==== STORED ROWS

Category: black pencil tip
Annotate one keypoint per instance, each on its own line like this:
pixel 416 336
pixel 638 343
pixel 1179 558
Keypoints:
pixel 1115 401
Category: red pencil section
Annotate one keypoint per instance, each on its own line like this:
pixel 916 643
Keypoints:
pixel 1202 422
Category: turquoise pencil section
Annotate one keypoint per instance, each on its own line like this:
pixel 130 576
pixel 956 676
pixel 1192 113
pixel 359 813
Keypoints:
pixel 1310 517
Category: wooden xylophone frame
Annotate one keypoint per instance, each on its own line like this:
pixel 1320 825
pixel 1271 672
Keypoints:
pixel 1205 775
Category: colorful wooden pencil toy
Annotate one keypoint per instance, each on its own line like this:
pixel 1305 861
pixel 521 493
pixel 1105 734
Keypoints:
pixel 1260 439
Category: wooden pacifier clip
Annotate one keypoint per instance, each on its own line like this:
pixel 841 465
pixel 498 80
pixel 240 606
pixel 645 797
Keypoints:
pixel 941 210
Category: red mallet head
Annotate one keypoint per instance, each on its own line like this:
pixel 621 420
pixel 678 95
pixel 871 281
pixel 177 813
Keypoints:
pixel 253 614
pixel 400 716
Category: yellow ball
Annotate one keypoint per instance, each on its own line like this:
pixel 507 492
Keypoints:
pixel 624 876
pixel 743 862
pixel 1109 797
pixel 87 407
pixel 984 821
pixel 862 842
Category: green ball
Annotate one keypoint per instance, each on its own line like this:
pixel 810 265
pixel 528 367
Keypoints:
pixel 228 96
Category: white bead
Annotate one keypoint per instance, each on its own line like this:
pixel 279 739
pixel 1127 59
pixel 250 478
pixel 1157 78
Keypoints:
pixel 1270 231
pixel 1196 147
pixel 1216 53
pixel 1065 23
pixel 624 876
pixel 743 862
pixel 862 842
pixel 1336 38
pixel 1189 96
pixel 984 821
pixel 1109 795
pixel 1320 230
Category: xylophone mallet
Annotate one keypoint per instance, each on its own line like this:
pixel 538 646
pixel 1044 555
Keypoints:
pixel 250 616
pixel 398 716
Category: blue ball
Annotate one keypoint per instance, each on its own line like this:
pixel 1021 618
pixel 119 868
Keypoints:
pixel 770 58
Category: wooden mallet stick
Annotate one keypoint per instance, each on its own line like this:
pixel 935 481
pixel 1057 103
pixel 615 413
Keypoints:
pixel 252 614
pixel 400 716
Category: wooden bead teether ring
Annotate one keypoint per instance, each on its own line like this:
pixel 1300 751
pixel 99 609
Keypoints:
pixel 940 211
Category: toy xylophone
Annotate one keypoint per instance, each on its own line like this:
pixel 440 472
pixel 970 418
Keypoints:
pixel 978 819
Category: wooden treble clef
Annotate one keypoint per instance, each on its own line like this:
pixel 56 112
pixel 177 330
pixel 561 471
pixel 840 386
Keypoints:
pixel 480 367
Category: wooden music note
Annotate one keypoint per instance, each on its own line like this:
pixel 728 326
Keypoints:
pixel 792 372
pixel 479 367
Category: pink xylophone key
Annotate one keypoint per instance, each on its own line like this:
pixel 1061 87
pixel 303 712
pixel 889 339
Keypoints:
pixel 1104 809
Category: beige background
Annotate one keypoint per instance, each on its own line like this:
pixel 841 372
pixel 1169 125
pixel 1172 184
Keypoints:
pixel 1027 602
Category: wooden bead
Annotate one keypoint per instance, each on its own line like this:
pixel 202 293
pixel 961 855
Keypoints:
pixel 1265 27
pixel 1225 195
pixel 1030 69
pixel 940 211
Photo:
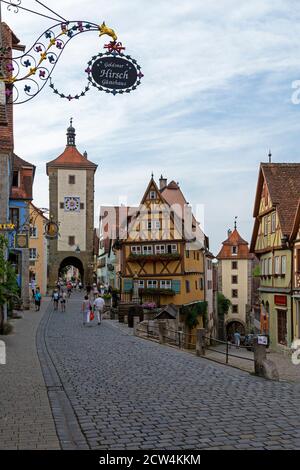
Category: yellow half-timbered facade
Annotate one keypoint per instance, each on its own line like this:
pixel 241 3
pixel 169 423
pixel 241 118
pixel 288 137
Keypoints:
pixel 163 251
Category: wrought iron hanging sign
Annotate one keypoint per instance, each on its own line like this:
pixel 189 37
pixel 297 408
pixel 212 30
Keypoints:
pixel 51 231
pixel 25 76
pixel 114 73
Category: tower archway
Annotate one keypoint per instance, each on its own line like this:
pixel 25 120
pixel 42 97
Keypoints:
pixel 70 261
pixel 235 325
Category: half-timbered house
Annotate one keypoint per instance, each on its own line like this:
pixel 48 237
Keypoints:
pixel 276 203
pixel 163 252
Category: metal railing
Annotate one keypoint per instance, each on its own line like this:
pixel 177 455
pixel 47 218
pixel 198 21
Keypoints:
pixel 228 346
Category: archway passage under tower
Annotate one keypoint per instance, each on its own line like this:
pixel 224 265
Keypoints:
pixel 233 326
pixel 67 263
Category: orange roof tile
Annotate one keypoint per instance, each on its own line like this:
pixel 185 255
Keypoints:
pixel 234 239
pixel 71 158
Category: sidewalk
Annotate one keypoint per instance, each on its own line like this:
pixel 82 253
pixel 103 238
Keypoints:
pixel 25 416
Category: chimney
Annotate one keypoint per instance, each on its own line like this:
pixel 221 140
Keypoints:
pixel 162 182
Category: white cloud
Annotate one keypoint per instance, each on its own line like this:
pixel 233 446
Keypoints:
pixel 215 96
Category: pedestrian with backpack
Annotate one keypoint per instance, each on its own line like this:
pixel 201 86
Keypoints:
pixel 86 310
pixel 55 298
pixel 98 308
pixel 37 299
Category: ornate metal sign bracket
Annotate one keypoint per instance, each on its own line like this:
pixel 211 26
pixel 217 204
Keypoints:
pixel 25 76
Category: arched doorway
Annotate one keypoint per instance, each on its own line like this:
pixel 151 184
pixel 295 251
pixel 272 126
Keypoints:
pixel 65 268
pixel 233 326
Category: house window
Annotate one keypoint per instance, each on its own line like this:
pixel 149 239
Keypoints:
pixel 277 264
pixel 283 265
pixel 282 327
pixel 235 309
pixel 166 284
pixel 33 232
pixel 14 216
pixel 298 260
pixel 266 225
pixel 172 248
pixel 270 267
pixel 273 222
pixel 15 181
pixel 71 241
pixel 153 225
pixel 147 250
pixel 152 284
pixel 234 265
pixel 32 254
pixel 160 249
pixel 266 266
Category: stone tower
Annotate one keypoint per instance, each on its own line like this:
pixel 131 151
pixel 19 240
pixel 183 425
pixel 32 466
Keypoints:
pixel 71 196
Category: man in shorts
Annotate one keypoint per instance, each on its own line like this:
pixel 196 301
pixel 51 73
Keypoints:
pixel 98 307
pixel 55 298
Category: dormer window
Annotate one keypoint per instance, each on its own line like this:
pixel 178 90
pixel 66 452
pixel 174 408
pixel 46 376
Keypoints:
pixel 15 181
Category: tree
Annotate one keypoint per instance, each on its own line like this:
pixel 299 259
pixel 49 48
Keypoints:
pixel 8 282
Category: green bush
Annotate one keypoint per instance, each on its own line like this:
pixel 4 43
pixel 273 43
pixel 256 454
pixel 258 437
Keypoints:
pixel 7 328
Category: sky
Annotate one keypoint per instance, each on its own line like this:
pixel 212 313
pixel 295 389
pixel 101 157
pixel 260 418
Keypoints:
pixel 216 96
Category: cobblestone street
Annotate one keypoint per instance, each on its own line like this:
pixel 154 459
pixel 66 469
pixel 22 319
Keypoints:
pixel 122 392
pixel 26 420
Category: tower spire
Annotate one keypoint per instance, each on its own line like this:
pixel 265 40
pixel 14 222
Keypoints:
pixel 71 135
pixel 270 156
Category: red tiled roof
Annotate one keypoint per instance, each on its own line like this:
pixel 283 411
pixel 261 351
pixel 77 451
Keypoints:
pixel 235 239
pixel 283 181
pixel 19 163
pixel 71 158
pixel 3 117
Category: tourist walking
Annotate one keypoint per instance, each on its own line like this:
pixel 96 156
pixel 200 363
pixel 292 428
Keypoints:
pixel 237 339
pixel 63 300
pixel 98 308
pixel 33 284
pixel 95 291
pixel 86 309
pixel 37 299
pixel 55 298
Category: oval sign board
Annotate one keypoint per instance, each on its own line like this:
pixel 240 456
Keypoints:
pixel 114 73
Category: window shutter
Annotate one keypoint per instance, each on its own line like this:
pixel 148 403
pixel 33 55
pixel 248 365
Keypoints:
pixel 127 285
pixel 176 286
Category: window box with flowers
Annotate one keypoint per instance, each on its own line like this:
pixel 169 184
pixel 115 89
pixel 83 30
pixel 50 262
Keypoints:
pixel 153 257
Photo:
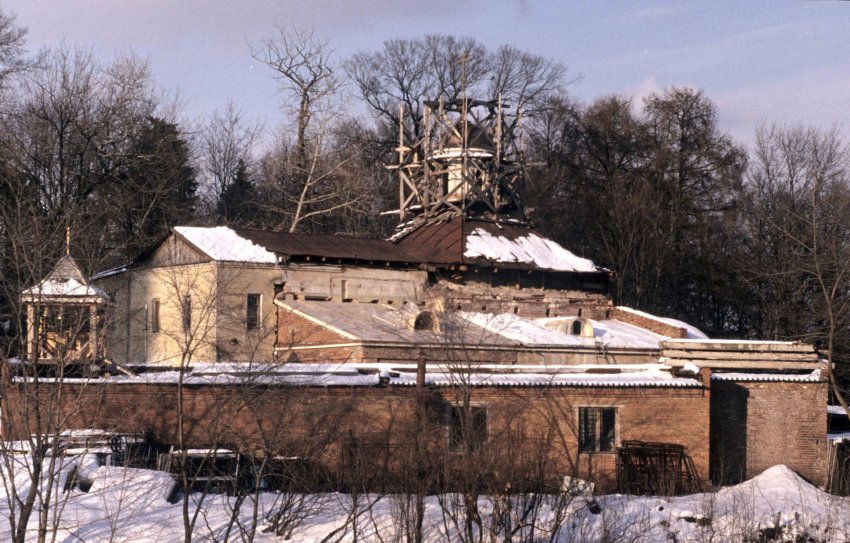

========

- WRITTEN TASK: Starting with the line that contains "Category: window shutter" and going on through the end of the items, give these lines again with "instance" renamed to "object" and everything else unchanged. Leave the pictures out of your answer.

- COMPLETED EXERCISE:
Category: window shutter
Annotate one keypoint per object, each on its own line like this:
pixel 148 403
pixel 33 55
pixel 248 365
Keypoints:
pixel 127 285
pixel 176 286
Category: window box with flowers
Annotate one keypoint per object, each on its own line like this:
pixel 169 184
pixel 115 89
pixel 83 30
pixel 50 262
Keypoints:
pixel 153 257
Photo:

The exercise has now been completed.